[Point localization data]

_____

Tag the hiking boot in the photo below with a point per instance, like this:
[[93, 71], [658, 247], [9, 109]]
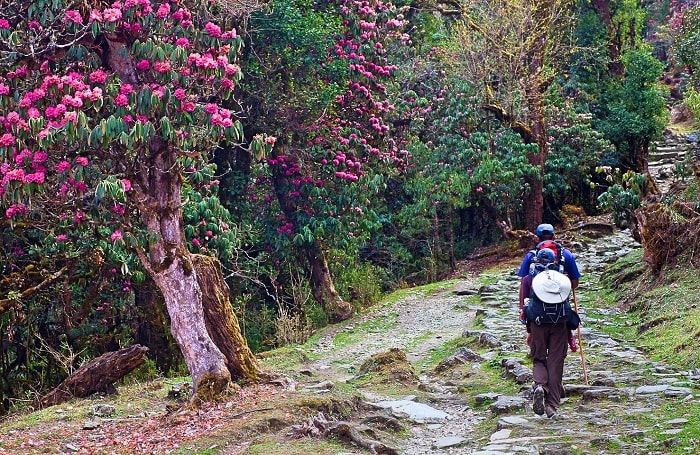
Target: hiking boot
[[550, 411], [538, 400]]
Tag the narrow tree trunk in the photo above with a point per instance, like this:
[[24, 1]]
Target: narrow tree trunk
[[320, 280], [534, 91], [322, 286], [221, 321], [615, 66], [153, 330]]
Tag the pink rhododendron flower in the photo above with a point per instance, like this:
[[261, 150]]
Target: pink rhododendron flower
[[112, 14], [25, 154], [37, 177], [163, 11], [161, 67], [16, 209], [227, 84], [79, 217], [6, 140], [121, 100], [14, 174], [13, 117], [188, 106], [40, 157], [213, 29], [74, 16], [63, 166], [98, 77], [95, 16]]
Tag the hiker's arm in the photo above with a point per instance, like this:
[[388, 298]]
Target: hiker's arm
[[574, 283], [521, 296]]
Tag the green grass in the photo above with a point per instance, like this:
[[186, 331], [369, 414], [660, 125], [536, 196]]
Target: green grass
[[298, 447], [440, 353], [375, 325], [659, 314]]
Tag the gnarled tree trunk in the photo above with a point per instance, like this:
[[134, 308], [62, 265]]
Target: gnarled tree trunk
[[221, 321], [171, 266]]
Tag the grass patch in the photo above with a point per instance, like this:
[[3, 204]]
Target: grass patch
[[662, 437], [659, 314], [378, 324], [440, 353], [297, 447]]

_____

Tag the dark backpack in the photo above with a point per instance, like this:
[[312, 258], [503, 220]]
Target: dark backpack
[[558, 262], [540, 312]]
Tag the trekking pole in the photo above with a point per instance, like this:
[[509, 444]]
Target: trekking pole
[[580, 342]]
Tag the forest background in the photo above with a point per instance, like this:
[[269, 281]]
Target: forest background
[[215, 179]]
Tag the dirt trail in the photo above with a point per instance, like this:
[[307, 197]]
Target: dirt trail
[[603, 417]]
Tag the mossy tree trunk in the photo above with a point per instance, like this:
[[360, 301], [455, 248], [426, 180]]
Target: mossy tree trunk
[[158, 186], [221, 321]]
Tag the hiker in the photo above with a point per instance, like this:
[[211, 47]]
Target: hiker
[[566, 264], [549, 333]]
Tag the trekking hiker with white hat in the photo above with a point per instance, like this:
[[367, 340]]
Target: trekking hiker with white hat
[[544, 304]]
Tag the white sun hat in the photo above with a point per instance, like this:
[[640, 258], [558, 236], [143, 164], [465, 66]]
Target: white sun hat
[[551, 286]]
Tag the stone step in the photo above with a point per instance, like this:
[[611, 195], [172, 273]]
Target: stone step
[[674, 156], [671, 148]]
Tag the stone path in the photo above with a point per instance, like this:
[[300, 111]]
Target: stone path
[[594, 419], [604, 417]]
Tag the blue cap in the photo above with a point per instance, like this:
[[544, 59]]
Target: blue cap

_____

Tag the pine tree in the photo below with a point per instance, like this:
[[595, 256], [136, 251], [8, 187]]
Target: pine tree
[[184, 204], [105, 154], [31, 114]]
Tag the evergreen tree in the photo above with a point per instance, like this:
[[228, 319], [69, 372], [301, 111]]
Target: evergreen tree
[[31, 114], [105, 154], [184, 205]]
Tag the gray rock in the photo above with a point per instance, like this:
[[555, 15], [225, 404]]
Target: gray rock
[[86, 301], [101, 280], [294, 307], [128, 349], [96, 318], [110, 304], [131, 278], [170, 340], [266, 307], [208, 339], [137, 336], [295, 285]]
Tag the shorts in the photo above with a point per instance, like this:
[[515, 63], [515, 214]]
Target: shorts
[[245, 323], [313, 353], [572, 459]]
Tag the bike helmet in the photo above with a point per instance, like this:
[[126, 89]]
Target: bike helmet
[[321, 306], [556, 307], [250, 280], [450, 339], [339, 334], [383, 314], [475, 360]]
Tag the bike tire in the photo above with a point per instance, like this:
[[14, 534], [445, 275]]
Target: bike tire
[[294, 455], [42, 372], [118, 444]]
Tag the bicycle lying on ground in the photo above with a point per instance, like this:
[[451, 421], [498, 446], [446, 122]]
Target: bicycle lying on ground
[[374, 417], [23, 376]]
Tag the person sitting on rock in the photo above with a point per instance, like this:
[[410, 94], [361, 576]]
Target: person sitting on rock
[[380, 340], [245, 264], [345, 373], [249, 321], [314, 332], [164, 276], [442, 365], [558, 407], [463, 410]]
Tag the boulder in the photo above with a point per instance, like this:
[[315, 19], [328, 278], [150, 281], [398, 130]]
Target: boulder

_____

Can you repeat, word for word, every line above from the one containing "Tag the dirt" down to the one containing "Tag the white", including both?

Tag the dirt trail in the photo above with a point per instance, like this:
[[307, 197]]
Target: dirt trail
[[603, 417]]
Tag the mossy tree trunk in the photo above with a point per instance, like this:
[[360, 301], [455, 248], [426, 180]]
Target: mossy tree trunk
[[158, 186], [221, 321]]
Tag the hiker in the photo above with a point per instance, like this:
[[211, 47]]
Target: hiker
[[566, 264], [549, 333]]
Tag the trekking hiker with white hat in the photo above with a point per instance, like this:
[[367, 340]]
Target: trekking hiker with white hat
[[544, 304]]
Tag the white sun hat in the photo above with a point per instance, like this:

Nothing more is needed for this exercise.